• Selection
— begin —

Do you call variables using this.name, name or getName() inside your
class instance ?
this is used to refer to the current object. If there are conflicting variable names and you want to distinguish between the object variable and local variable then use this.
Also you seems to be confused about primitives and Wrapper classes. Wrapper classes provides utilities methods and are of use especially working with collections.
If you need to work with the primitive data types then you should use them, e.g., int, double, char, float, etc. The only exception is String which in Java is a special class that represents a char array and also holds instance methods.
The case with Integer vs int, is when you need to use Integer methods (http://docs.oracle.com/javase/1.5.0/docs/api/java/lang/Integer.html). But if you only need a data type to hold your value then choose int.
Do you always pass Object or can you pass primitive data type ?
public int someMethod(boolean first) { // Boolean ? boolean ?
}
In the following example, you can pass boolean and Boolean with the same success. In Java this is called Autoboxing.
N.B. Be careful, because when passing an object it may be null!
Do you call variables using this.name, name or getName() inside your
class instance ?

— end —

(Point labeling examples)
— begin —

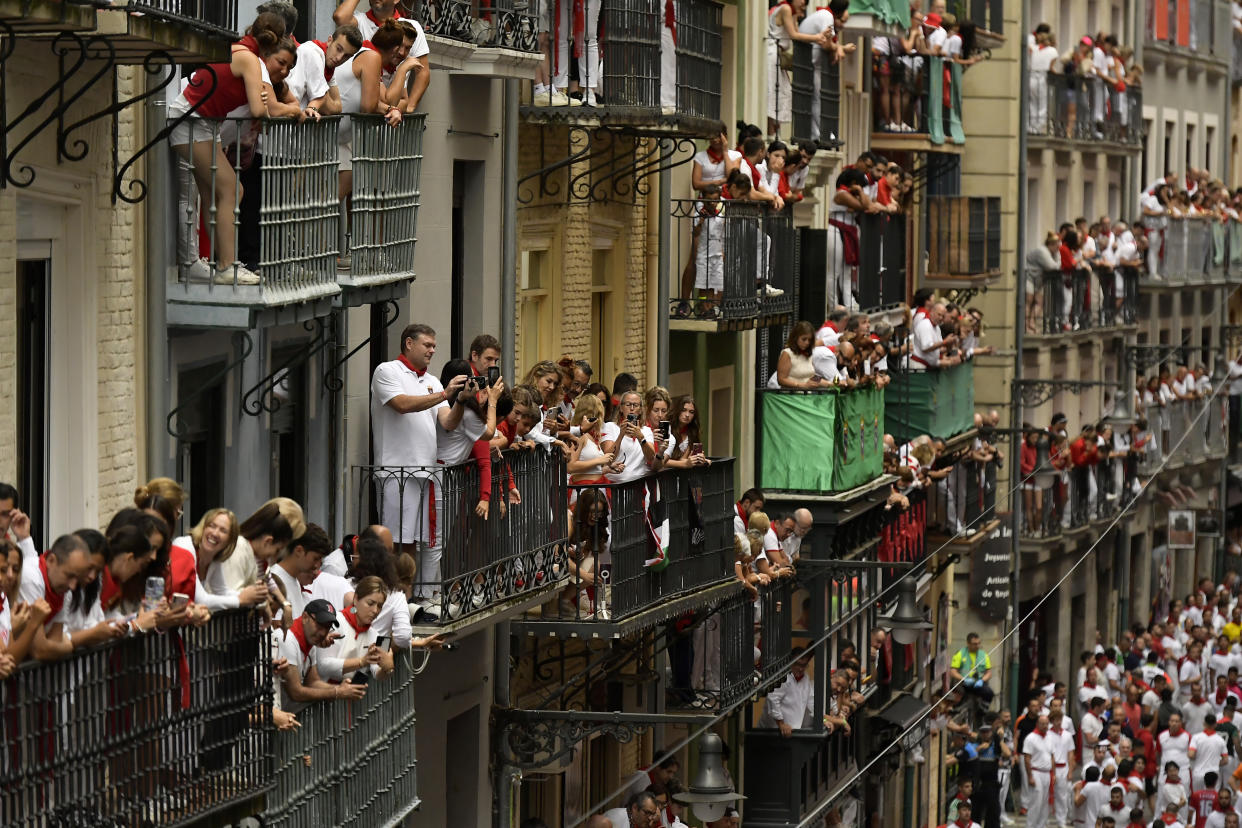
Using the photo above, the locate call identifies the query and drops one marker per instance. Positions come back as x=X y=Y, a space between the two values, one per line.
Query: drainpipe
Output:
x=509 y=225
x=158 y=261
x=665 y=230
x=1019 y=342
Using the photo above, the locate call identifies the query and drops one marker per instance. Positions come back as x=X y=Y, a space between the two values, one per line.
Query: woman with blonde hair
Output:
x=210 y=544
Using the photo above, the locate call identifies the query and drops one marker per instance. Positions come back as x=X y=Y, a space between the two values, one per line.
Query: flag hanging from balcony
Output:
x=657 y=524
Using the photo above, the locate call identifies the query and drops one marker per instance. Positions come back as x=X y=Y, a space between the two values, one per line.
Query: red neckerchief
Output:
x=111 y=591
x=403 y=360
x=299 y=633
x=327 y=72
x=352 y=620
x=55 y=600
x=370 y=15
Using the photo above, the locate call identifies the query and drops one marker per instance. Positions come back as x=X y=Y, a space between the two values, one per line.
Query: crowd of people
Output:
x=375 y=62
x=333 y=611
x=1079 y=92
x=1145 y=733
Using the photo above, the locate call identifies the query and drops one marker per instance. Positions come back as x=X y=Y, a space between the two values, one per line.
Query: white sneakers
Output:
x=203 y=272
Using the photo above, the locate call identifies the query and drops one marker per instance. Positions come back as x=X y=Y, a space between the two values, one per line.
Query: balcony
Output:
x=939 y=402
x=321 y=767
x=964 y=241
x=1084 y=109
x=816 y=102
x=41 y=16
x=820 y=442
x=686 y=512
x=511 y=560
x=786 y=778
x=631 y=92
x=927 y=121
x=196 y=31
x=882 y=272
x=383 y=209
x=287 y=226
x=112 y=734
x=1086 y=299
x=738 y=261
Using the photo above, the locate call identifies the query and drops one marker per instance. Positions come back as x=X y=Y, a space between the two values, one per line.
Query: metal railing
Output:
x=882 y=260
x=964 y=236
x=384 y=201
x=924 y=98
x=734 y=257
x=485 y=561
x=451 y=19
x=816 y=90
x=1078 y=107
x=502 y=25
x=698 y=57
x=283 y=227
x=350 y=762
x=149 y=730
x=650 y=540
x=217 y=18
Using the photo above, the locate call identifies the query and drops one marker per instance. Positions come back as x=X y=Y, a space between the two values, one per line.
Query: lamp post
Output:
x=709 y=792
x=907 y=621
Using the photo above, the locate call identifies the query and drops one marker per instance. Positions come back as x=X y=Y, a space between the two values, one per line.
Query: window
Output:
x=534 y=307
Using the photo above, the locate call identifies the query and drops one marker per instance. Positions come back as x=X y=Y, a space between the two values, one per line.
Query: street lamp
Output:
x=907 y=620
x=711 y=791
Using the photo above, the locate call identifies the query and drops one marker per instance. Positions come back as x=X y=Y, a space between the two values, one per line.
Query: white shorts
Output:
x=193 y=129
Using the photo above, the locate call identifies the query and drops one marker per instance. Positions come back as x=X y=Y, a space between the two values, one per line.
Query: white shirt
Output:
x=308 y=80
x=1210 y=749
x=627 y=451
x=1040 y=750
x=410 y=438
x=791 y=703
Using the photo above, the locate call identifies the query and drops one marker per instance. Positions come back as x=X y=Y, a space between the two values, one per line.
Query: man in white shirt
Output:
x=1207 y=752
x=925 y=342
x=1038 y=766
x=406 y=404
x=789 y=706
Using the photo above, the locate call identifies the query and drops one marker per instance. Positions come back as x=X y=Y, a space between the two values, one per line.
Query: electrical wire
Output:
x=819 y=811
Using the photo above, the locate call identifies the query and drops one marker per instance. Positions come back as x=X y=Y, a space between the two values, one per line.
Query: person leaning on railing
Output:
x=215 y=92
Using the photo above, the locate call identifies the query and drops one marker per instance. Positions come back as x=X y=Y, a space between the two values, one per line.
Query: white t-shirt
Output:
x=627 y=451
x=368 y=26
x=308 y=77
x=410 y=438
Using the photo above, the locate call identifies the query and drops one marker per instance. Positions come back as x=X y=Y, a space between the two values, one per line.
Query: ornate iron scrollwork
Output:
x=258 y=397
x=173 y=423
x=332 y=381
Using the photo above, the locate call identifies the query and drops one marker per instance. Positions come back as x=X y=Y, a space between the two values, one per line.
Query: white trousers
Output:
x=1037 y=807
x=589 y=62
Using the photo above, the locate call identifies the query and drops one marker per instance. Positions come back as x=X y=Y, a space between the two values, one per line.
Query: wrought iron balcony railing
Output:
x=518 y=549
x=1077 y=107
x=738 y=261
x=149 y=730
x=349 y=759
x=647 y=541
x=815 y=83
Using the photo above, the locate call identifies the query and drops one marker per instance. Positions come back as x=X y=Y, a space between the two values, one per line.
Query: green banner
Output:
x=821 y=441
x=939 y=402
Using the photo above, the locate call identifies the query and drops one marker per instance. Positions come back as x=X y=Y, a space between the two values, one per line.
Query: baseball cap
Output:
x=323 y=612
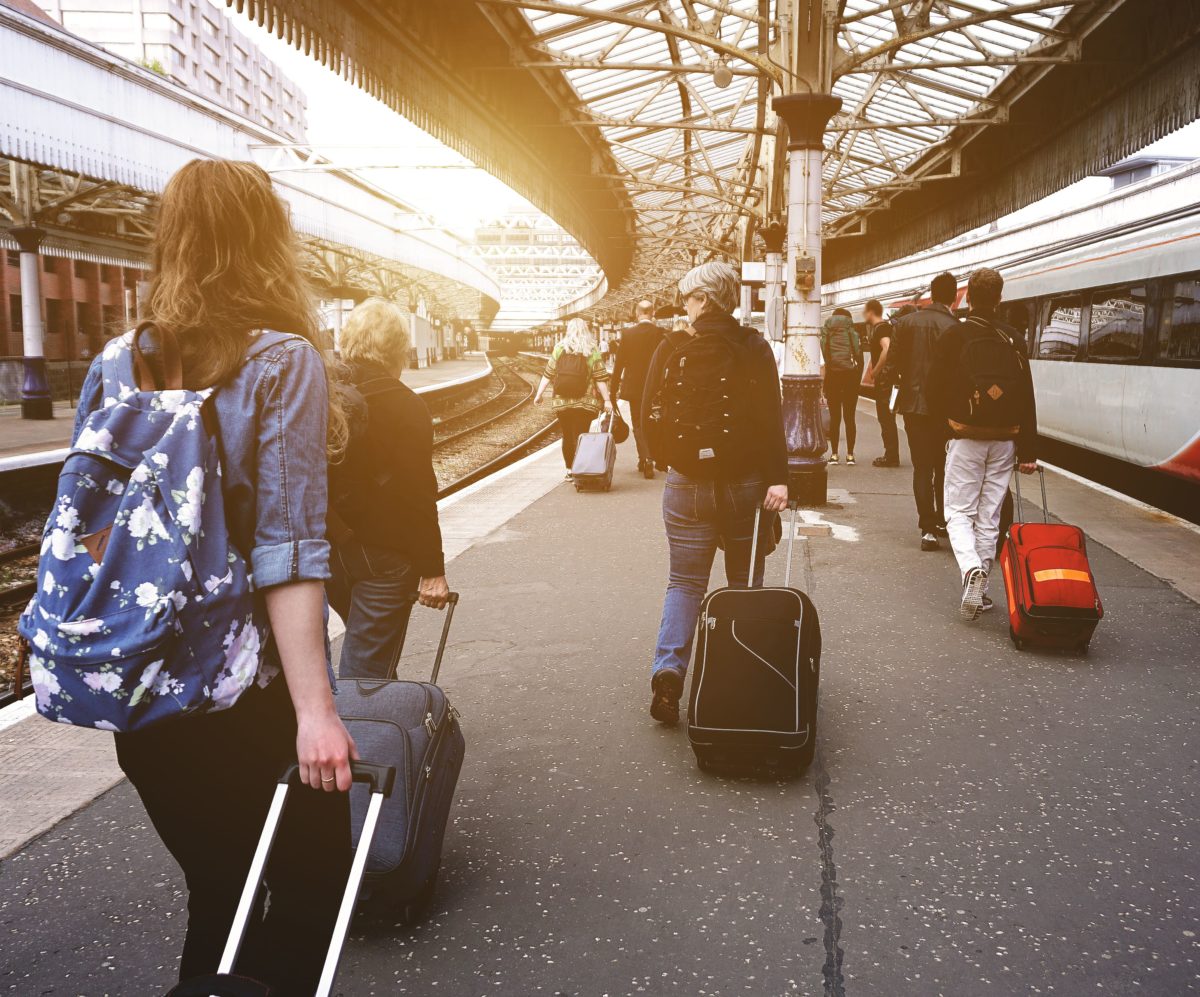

— end —

• Problem 1
From the passage on Java primitives and wrapper classes, reproduce the text starting at "The case with" and ending at "is called Autoboxing.".
• Problem 2
In the passage on Java primitives and wrapper classes, what is the Java name for being able to pass either boolean or Boolean with the same success?

• Task response 1
The case with Integer vs int, is when you need to use Integer methods (http://docs.oracle.com/javase/1.5.0/docs/api/java/lang/Integer.html). But if you only need a data type to hold your value then choose int.
Do you always pass Object or can you pass primitive data type ?
public int someMethod(boolean first) { // Boolean ? boolean ?
}
In the following example, you can pass boolean and Boolean with the same success. In Java this is called Autoboxing.

• Task response 2
Autoboxing.